Point labeling examples:
┌──
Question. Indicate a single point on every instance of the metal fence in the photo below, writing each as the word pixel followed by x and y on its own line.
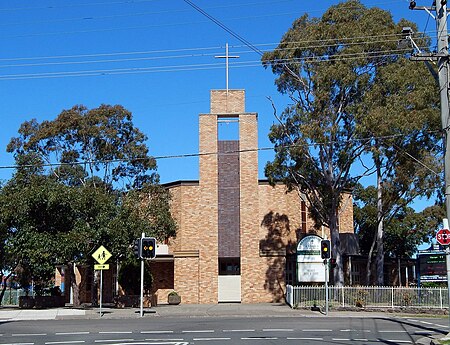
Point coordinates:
pixel 367 297
pixel 11 296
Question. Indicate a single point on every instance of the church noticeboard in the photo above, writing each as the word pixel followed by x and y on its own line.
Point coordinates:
pixel 310 267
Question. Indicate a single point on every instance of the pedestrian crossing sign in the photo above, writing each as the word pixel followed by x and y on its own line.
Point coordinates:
pixel 101 255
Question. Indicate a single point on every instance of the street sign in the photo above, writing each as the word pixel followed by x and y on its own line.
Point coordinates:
pixel 443 237
pixel 101 255
pixel 101 267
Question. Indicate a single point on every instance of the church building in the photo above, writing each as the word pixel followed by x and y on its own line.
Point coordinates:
pixel 237 235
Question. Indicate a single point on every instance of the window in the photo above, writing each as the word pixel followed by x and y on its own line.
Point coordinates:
pixel 229 266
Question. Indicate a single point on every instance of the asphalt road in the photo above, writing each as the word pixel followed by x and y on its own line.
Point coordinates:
pixel 223 330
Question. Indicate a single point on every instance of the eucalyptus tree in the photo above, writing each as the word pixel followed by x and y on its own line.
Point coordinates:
pixel 76 178
pixel 328 66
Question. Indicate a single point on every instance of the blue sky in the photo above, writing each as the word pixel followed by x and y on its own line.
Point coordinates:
pixel 154 57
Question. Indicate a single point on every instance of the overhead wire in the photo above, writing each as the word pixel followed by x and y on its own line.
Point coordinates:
pixel 189 67
pixel 199 154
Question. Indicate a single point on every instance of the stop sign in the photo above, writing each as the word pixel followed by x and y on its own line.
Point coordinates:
pixel 443 237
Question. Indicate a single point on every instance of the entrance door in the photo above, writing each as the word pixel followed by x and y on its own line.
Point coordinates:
pixel 229 280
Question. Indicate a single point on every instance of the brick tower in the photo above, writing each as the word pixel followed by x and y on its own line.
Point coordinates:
pixel 228 203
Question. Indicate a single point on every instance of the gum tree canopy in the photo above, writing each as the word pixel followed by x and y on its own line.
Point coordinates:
pixel 329 66
pixel 82 180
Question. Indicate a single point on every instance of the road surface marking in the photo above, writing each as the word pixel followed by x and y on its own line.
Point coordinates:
pixel 399 341
pixel 65 342
pixel 111 340
pixel 210 339
pixel 427 323
pixel 423 332
pixel 166 340
pixel 116 332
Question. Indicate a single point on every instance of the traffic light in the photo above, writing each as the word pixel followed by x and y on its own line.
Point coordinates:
pixel 325 249
pixel 148 248
pixel 333 263
pixel 137 248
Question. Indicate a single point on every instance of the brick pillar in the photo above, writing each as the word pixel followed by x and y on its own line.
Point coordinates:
pixel 252 267
pixel 208 210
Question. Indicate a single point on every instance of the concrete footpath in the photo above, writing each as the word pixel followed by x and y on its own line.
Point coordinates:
pixel 191 311
pixel 182 310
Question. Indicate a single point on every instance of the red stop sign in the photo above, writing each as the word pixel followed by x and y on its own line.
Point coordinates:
pixel 443 237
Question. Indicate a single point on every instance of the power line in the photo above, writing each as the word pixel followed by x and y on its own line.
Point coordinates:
pixel 190 155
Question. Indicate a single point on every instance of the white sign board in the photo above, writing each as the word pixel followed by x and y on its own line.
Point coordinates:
pixel 310 267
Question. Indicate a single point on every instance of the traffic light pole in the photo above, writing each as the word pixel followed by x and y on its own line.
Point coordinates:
pixel 142 284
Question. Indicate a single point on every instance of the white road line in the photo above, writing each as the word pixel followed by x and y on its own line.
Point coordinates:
pixel 423 332
pixel 153 339
pixel 427 323
pixel 65 342
pixel 395 341
pixel 111 340
pixel 115 332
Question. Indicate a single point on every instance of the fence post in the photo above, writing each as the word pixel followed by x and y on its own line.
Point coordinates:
pixel 392 291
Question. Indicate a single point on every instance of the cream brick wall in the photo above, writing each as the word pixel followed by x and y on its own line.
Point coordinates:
pixel 252 274
pixel 231 102
pixel 208 206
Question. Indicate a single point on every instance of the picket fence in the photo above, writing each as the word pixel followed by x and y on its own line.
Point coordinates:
pixel 367 297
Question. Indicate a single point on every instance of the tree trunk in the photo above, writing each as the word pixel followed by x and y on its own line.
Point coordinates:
pixel 380 228
pixel 74 285
pixel 4 279
pixel 338 272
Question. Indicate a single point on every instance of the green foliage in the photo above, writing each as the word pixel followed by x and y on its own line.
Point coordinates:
pixel 405 228
pixel 89 142
pixel 103 193
pixel 351 87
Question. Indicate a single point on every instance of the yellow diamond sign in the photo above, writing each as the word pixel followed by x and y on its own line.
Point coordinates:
pixel 101 255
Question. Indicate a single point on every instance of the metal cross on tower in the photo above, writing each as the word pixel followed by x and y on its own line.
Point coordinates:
pixel 226 57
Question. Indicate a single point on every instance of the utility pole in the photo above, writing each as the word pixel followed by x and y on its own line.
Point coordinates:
pixel 442 58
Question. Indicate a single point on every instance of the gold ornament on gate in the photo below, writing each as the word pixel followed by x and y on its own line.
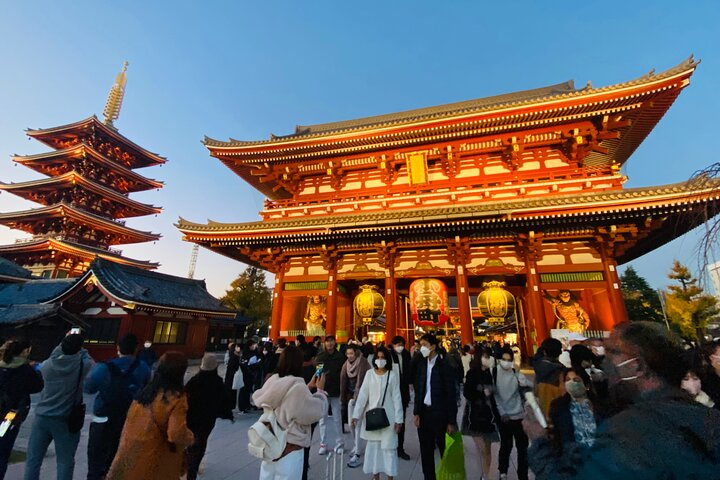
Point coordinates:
pixel 495 303
pixel 368 304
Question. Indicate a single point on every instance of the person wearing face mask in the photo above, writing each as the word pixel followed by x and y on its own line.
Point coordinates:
pixel 434 408
pixel 658 432
pixel 381 389
pixel 711 375
pixel 479 418
pixel 692 384
pixel 401 364
pixel 352 375
pixel 508 390
pixel 573 416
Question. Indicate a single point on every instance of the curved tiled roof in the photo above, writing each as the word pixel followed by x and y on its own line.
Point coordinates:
pixel 551 93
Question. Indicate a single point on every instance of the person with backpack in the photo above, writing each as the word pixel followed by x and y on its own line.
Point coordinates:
pixel 155 434
pixel 206 403
pixel 508 388
pixel 18 380
pixel 59 408
pixel 116 382
pixel 288 403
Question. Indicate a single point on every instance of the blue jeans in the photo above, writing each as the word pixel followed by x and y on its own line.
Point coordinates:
pixel 44 431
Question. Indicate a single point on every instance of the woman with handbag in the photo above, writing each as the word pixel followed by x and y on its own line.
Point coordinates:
pixel 156 432
pixel 479 418
pixel 380 401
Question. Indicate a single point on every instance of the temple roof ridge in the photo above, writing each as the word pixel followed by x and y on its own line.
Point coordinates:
pixel 565 90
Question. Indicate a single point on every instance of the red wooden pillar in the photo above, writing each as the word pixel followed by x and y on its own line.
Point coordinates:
pixel 390 305
pixel 331 322
pixel 535 301
pixel 612 282
pixel 463 295
pixel 276 316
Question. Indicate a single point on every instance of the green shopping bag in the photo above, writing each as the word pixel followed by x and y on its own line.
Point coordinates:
pixel 452 465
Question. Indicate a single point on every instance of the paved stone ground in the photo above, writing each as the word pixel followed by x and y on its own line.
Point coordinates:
pixel 227 456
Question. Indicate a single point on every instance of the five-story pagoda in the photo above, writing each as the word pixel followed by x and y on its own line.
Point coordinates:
pixel 91 173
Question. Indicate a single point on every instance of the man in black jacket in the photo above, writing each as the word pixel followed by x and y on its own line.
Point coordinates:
pixel 401 358
pixel 435 407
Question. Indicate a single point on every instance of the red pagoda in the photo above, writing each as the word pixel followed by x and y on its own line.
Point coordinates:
pixel 507 211
pixel 85 199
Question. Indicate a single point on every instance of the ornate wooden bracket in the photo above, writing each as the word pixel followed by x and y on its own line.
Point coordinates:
pixel 530 245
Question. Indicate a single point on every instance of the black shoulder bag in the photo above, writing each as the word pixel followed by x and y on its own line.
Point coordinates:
pixel 376 418
pixel 76 418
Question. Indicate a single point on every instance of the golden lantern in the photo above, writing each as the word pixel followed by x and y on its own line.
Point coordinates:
pixel 495 303
pixel 429 302
pixel 368 304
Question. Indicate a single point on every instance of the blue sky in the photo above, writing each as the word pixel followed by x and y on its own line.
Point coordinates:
pixel 248 69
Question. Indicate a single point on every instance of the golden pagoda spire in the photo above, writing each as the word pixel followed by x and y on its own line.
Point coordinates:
pixel 117 92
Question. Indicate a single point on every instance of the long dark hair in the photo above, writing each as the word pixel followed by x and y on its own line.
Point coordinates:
pixel 290 362
pixel 12 349
pixel 168 378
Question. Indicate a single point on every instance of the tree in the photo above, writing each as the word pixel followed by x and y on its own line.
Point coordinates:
pixel 249 295
pixel 641 301
pixel 689 308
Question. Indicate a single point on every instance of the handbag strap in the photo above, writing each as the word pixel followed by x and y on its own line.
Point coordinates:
pixel 77 386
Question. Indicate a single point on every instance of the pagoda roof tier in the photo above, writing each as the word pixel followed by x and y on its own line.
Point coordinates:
pixel 35 220
pixel 138 289
pixel 62 161
pixel 63 136
pixel 566 215
pixel 85 253
pixel 633 108
pixel 34 189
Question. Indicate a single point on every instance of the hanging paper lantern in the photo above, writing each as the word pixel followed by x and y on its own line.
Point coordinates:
pixel 429 302
pixel 368 304
pixel 495 303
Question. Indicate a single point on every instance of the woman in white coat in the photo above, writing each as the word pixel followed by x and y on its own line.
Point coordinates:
pixel 381 388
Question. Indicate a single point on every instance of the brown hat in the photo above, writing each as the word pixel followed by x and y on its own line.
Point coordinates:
pixel 209 362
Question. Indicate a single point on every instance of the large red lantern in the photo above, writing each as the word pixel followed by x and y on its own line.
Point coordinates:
pixel 429 302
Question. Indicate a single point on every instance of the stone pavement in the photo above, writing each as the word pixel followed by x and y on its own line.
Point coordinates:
pixel 227 456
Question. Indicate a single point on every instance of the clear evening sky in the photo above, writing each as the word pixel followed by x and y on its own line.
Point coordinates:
pixel 247 69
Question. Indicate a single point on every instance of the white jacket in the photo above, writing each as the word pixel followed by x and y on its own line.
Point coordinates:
pixel 370 396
└──
Copy out everything from the start of the data down to the line containing "pixel 199 154", word for word and including that line. Leave the pictures out.

Question. Indicate a single point on every instance of the metal fence in the photo below, writing each as the word pixel followed by x and y on its own line.
Point coordinates:
pixel 367 297
pixel 11 296
Question. Indicate a single point on every instance of the church noticeboard in the photo above, writing each as the word pixel followed by x and y on its own line.
Point coordinates:
pixel 310 267
Question. Indicate a single point on every instance of the pedestrian crossing sign in the photo above, writing each as the word pixel followed by x and y on its own line.
Point coordinates:
pixel 101 255
Question. Indicate a single point on every instance of the street sign in the photo above, writing each as the word pixel followed by x and y on its own line.
Point coordinates:
pixel 443 237
pixel 101 255
pixel 101 267
Question. Indicate a single point on every instance of the church building in the photo above, writing each as the word pixel followed by x and y on its own line.
Point coordinates:
pixel 237 235
Question. Indicate a single point on every instance of the window in the photo above, writing each as the word pixel followed by x and y on its own line.
Point coordinates:
pixel 229 266
Question. Indicate a single point on every instance of the asphalt road in the photo above, writing each as the word pixel followed by x and y on its own line.
Point coordinates:
pixel 223 330
Question. Indicate a single point on every instance of the eucalyptus tree in the photo above, writing each as the word pixel followed by x and y on its own line.
Point coordinates:
pixel 76 178
pixel 328 66
Question. Indicate a single point on every instance of the blue sky in the photo above, writing each as the word pixel followed by x and y on its own line.
Point coordinates:
pixel 154 57
Question. Indicate a single point on every instance of the overhead wire in the photo above, writing each as the word pixel followed by x and y on its own line.
Point coordinates:
pixel 189 67
pixel 199 154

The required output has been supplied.